The experimental data collection site was located in Yancheng, Jiangsu Province. To ensure that the collected data used for training closely aligns with the actual detection perspectives encountered in real-world agricultural machinery operations, maintaining both authenticity and feasibility, we utilized a ZED 2 stereo camera mounted at the front of an unmanned agricultural vehicle to record videos of obstacles in reed fields. The ZED 2, developed by Stereolabs, is a stereo camera designed for outdoor applications. It enables the timely detection of obstacles while ensuring that the unmanned agricultural vehicle maintains a safe operating distance. After recording, we employed Python scripts to segment the video into individual frames and, following a selection process, obtained a self-collected dataset consisting of 1200 images. To enhance the model’s generalization capability, we further expanded the dataset by using web crawlers to retrieve images from Google Images based on the keyword ‘field obstacles’. To ensure dataset reliability, we intentionally selected images featuring obstacles from diverse locations, in various orientations, and with distinct feature details. This approach contributes to the robustness of the deep learning model during detection. Combining both sources, we obtained a raw dataset comprising 2589 images, all with a resolution of 640 × 480 pixels. Each image contains at least one obstacle, with the dataset primarily including five common field obstacles: person, pylon, agricultural machinery, pole, and stone. Representative data samples are illustrated in Figure 1.
##############################
### TASK STATEMENT
In the passage on field obstacle data, how many images did the raw dataset contain once both sources were combined? The records come from a different source than the text.

Items stored in a collection:
##############################
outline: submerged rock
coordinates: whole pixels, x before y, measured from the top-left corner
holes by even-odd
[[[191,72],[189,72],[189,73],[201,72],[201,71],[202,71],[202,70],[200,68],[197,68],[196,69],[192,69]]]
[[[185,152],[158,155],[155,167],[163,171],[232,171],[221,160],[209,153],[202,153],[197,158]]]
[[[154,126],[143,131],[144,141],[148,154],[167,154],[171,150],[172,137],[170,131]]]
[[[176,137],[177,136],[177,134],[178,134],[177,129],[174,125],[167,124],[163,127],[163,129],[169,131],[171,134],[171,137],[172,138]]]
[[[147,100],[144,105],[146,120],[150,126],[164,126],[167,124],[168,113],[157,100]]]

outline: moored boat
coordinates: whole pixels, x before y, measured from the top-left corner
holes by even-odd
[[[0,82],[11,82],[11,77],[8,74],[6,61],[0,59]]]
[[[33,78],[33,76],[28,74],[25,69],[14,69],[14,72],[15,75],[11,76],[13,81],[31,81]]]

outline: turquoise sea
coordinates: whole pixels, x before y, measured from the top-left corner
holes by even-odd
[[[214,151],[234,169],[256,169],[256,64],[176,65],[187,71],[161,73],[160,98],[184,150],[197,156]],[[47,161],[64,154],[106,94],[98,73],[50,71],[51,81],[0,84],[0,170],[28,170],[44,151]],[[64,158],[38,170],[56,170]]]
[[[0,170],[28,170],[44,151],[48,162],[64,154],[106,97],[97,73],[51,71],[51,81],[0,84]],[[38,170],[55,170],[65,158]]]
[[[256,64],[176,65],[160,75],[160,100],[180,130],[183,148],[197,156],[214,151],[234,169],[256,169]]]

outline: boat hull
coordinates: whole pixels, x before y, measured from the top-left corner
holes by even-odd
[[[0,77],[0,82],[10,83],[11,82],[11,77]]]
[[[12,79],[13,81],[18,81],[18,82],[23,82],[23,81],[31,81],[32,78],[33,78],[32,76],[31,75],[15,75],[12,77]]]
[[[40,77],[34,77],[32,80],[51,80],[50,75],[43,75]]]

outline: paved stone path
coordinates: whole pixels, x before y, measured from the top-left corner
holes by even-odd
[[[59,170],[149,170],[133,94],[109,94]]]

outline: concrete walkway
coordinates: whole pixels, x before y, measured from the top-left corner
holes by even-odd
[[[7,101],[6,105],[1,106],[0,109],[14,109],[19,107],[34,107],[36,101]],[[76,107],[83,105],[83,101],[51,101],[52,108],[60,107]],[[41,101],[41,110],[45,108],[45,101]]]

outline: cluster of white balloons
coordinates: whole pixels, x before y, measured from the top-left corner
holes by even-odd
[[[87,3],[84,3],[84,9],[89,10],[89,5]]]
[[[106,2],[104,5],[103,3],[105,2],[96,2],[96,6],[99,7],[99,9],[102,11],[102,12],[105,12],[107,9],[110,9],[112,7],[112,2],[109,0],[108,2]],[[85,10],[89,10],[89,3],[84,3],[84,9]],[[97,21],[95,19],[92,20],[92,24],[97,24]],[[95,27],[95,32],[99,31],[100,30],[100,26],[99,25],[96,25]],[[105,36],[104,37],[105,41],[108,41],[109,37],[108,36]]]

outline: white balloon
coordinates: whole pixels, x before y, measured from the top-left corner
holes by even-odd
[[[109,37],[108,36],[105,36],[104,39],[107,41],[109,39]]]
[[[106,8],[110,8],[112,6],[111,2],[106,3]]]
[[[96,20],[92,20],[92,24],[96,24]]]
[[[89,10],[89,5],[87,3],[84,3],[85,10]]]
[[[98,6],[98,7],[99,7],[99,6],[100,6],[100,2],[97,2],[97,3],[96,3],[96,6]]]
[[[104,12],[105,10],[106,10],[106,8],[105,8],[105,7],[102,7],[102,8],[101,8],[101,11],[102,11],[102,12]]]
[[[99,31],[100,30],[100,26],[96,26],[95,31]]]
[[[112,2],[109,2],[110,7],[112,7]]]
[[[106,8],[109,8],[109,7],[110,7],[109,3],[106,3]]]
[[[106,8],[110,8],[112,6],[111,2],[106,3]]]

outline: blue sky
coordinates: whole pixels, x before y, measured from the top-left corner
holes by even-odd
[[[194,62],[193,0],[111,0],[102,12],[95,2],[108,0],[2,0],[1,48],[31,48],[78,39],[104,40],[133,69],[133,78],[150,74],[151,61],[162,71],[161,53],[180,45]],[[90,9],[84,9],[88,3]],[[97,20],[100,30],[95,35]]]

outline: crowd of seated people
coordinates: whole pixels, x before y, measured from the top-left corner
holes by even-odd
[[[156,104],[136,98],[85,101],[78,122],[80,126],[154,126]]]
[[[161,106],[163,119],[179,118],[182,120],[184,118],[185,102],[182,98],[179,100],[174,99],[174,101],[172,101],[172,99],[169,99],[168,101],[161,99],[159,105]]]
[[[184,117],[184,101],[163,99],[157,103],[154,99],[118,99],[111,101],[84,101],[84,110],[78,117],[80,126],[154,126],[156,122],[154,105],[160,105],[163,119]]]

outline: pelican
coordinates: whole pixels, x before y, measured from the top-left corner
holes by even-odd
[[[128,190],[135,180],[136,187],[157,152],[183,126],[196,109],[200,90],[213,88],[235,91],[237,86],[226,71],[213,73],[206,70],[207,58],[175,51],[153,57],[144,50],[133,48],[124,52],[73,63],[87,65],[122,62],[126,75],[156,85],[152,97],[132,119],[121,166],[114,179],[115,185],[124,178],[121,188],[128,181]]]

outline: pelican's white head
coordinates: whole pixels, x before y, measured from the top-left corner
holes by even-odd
##############################
### CORRECT OUTPUT
2589 images.